**Exercise materials**:
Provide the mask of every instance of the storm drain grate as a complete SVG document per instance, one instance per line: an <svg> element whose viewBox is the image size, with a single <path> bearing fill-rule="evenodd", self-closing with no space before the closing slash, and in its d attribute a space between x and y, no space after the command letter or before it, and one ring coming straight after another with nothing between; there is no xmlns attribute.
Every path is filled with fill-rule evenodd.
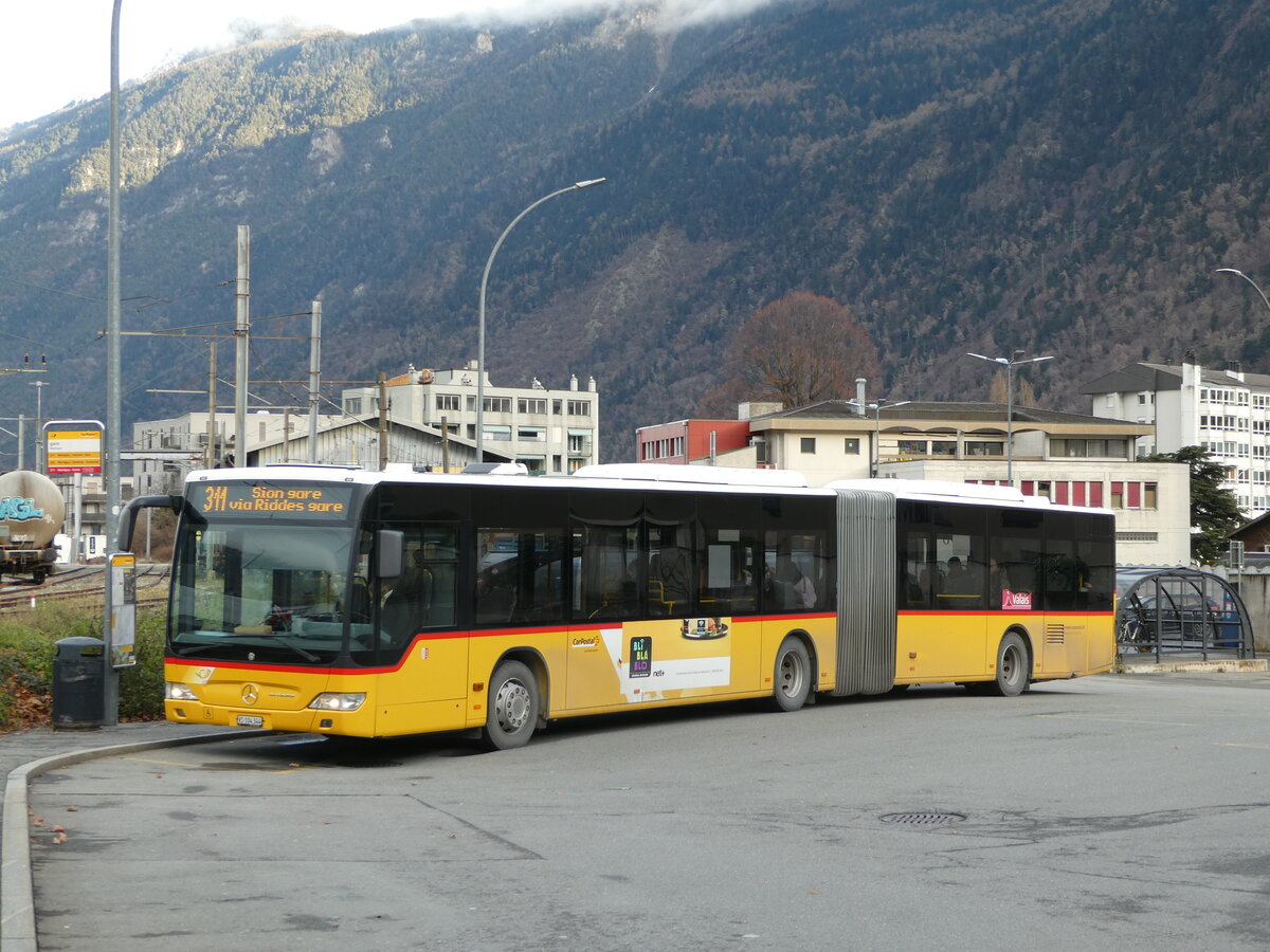
<svg viewBox="0 0 1270 952"><path fill-rule="evenodd" d="M906 823L911 826L936 826L941 823L961 823L965 819L965 814L883 814L879 819L883 823Z"/></svg>

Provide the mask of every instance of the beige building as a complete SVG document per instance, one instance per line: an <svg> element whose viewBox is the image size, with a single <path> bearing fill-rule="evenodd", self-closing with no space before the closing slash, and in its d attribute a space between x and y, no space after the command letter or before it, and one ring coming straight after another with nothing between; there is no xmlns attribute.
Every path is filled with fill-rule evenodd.
<svg viewBox="0 0 1270 952"><path fill-rule="evenodd" d="M415 369L384 383L389 419L476 440L476 362L453 371ZM572 376L563 388L537 377L528 387L497 387L485 374L483 440L486 452L525 463L531 475L572 473L599 462L599 392L594 377L580 386ZM343 392L349 416L377 413L380 388Z"/></svg>

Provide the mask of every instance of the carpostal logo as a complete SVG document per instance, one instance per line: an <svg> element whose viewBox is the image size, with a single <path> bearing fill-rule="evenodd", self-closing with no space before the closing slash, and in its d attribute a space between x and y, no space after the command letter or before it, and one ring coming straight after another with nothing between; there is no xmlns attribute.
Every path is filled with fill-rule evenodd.
<svg viewBox="0 0 1270 952"><path fill-rule="evenodd" d="M27 519L43 519L44 510L36 505L34 499L23 496L5 496L0 499L0 519L14 519L25 522Z"/></svg>

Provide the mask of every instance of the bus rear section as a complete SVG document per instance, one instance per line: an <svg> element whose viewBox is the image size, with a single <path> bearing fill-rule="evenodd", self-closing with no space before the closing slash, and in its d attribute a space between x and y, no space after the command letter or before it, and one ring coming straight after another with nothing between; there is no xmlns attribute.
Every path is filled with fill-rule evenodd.
<svg viewBox="0 0 1270 952"><path fill-rule="evenodd" d="M899 480L838 493L834 693L952 682L1011 696L1111 668L1110 513Z"/></svg>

**Goal**: Retype all of the data above line for line, leaving out the pictures.

**The answer**:
Provide the mask of every instance of the storm drain grate as a complete SVG document per instance, one instance per line: an <svg> element whose viewBox is the image size, with a single <path> bearing fill-rule="evenodd", self-closing with no space before the closing slash, and in its d attribute a space between x and y, no space after the command letter or before it, and one ring coming straight after another with nothing between; there is no xmlns attribute.
Every path is filled with fill-rule evenodd.
<svg viewBox="0 0 1270 952"><path fill-rule="evenodd" d="M906 823L911 826L936 826L941 823L961 823L965 819L965 814L883 814L879 819L883 823Z"/></svg>

Provide the mask of every instance of the beige building as a complete SVG document per instance, one instance per line: an <svg> element whose viewBox is the image size, with a single <path> bearing fill-rule="evenodd", self-closing with no space before the closing slash, and in its d attribute a space between x and y, no space after the command letter or before it, and one ring coming straight after another with nothing between; there is no xmlns attribute.
Every path is filled with fill-rule evenodd.
<svg viewBox="0 0 1270 952"><path fill-rule="evenodd" d="M415 369L384 383L389 419L476 440L476 362L453 371ZM572 376L563 388L537 377L528 387L497 387L485 374L483 440L486 452L525 463L531 475L572 473L599 462L599 392L594 377L580 386ZM343 392L349 416L377 413L380 388Z"/></svg>

Provide the mask of every instance of the carpostal logo as a complete SVG document per instance, one instance per line: an <svg> element whose viewBox is the image size, with a single <path> bearing fill-rule="evenodd", self-closing with no space before the closing slash, and in its d attribute a space between x and y, no space after the command letter or before it, and one ring coming straight after another with nothing between; there is no xmlns attribute.
Every path is filled with fill-rule evenodd.
<svg viewBox="0 0 1270 952"><path fill-rule="evenodd" d="M27 519L43 519L44 510L36 505L34 499L23 496L5 496L0 499L0 519L14 519L25 522Z"/></svg>

Provide the mask of every instance of the bus rear section as a complete SVG document per instance, one instance per line: an <svg> element whose viewBox is the image size, with a single <path> bearing fill-rule="evenodd", self-closing with no space before the closing slash, and in its d attribute a space between x and y, no space after the command letter or before it, and one ring coming straight after another with nothing between; there is no xmlns attribute.
Every path is filled with fill-rule evenodd.
<svg viewBox="0 0 1270 952"><path fill-rule="evenodd" d="M899 480L838 493L834 693L952 682L1011 696L1111 668L1110 513Z"/></svg>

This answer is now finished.